== Segment start ==

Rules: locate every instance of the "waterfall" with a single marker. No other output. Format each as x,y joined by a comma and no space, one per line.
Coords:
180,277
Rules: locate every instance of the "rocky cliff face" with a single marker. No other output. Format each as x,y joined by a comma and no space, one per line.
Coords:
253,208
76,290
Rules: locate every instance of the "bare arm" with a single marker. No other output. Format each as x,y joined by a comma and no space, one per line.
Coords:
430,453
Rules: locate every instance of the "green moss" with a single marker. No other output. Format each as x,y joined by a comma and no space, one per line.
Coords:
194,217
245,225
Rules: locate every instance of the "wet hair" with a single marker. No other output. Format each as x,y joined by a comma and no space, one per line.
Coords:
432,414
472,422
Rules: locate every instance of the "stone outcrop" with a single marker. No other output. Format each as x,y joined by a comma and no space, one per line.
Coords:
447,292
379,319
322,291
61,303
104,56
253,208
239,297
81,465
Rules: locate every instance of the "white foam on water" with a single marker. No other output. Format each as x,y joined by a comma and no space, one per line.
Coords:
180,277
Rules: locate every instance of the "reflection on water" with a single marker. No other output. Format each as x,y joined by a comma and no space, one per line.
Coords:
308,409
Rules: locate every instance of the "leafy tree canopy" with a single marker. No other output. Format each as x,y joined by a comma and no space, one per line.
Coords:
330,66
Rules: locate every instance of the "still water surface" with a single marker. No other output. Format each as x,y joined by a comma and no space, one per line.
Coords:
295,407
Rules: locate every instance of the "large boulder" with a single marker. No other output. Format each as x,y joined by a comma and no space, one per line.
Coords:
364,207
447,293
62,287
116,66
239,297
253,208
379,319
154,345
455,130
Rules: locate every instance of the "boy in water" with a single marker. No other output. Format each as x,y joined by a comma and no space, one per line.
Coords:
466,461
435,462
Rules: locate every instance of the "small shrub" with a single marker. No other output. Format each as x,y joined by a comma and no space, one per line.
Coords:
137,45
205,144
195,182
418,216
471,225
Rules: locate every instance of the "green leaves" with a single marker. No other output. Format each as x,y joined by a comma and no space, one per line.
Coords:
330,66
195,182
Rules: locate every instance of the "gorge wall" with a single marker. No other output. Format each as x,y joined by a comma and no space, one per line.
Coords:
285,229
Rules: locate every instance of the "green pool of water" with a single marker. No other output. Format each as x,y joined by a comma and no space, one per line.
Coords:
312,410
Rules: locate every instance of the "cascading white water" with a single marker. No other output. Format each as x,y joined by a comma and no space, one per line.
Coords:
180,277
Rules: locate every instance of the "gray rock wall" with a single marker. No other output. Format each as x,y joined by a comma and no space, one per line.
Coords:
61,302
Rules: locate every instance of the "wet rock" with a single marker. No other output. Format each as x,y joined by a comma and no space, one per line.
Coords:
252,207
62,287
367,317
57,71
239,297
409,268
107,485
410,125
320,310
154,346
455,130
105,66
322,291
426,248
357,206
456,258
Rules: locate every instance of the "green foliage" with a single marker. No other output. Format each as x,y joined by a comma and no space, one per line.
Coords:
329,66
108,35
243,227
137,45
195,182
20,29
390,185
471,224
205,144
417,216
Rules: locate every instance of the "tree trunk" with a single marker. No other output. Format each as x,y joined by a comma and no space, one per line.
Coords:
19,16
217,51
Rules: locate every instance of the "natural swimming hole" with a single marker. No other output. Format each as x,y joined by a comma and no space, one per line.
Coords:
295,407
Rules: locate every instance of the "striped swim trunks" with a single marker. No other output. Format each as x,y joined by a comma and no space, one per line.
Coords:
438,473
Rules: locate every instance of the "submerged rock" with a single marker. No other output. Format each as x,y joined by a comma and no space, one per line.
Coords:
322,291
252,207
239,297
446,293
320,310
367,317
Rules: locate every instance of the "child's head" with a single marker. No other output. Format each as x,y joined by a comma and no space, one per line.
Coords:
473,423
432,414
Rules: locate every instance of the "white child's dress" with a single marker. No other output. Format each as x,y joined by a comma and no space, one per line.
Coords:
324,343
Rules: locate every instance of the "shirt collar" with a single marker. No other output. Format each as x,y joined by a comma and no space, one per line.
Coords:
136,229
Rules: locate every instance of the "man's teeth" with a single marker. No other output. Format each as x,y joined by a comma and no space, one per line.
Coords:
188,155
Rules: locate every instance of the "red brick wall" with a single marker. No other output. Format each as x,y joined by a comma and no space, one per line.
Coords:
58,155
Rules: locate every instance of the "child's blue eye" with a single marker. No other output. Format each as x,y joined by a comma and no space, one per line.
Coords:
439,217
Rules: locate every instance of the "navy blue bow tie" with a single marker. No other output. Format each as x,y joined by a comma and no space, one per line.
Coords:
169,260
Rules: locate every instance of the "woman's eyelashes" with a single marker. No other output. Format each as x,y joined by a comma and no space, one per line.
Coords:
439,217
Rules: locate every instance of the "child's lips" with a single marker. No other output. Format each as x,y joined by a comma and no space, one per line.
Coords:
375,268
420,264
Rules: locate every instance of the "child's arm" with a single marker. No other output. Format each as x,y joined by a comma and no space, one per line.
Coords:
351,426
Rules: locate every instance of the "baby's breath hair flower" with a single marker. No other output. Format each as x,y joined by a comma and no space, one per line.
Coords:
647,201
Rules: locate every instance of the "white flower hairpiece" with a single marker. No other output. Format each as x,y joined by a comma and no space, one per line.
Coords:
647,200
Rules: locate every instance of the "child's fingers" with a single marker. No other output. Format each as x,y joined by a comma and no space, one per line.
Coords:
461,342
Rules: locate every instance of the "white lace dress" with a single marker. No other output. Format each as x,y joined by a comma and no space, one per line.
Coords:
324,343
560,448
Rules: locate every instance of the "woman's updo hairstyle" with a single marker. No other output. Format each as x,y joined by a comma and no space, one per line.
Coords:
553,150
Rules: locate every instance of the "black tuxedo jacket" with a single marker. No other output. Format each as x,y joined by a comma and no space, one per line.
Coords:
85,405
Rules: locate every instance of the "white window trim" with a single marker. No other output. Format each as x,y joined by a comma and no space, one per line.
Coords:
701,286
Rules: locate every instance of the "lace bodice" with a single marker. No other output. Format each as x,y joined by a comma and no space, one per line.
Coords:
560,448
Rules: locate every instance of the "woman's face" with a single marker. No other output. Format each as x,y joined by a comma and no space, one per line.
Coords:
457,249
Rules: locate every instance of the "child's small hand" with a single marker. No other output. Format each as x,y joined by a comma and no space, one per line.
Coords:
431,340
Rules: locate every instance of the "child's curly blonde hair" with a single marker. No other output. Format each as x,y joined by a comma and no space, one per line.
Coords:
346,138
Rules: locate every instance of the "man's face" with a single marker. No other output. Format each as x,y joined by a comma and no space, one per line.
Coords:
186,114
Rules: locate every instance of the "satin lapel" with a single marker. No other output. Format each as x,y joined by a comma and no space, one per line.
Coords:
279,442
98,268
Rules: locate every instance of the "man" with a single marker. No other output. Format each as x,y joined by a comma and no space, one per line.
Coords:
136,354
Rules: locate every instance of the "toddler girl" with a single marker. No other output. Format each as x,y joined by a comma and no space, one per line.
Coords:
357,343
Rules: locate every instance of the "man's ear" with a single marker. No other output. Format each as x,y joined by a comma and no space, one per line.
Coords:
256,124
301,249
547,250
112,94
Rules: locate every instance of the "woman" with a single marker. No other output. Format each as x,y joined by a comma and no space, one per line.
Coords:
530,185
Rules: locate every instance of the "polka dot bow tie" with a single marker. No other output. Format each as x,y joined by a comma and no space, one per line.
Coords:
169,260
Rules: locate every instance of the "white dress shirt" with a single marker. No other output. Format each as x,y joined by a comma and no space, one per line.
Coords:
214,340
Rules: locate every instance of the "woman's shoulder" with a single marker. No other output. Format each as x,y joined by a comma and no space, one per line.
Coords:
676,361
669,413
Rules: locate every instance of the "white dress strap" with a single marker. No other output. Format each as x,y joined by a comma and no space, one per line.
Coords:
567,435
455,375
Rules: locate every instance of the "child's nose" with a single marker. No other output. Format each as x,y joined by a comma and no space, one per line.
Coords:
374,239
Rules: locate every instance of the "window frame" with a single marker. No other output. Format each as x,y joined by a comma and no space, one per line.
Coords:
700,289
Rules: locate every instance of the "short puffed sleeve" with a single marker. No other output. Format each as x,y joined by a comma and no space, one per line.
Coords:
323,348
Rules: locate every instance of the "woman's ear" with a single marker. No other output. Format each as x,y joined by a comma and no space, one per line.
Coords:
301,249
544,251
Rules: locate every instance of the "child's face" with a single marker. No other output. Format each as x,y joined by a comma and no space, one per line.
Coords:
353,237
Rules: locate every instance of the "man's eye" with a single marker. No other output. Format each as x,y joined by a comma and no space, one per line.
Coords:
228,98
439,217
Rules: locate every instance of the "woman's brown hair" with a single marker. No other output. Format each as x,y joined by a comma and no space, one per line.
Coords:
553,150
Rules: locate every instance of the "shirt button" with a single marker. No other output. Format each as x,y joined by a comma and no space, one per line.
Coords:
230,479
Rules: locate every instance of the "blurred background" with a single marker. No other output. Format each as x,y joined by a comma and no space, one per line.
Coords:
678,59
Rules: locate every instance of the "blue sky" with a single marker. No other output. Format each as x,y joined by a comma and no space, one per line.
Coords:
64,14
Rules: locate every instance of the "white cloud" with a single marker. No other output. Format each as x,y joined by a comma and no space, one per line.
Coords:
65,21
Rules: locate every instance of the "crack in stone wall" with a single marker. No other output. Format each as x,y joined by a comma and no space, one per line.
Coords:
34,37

== Segment end ==

* [What is expected]:
Copy out every line of the listing where the word "flower" occurs.

* [Finished exercise]:
Rules: locate every instance of the "baby's breath hair flower" with a single marker. No other output. Format each as x,y joined by a comma and no space, one per line.
Rules: locate every instance of the "white flower hairpiece" with a single marker. No other output. Format each as x,y joined by a comma and no space, one per line.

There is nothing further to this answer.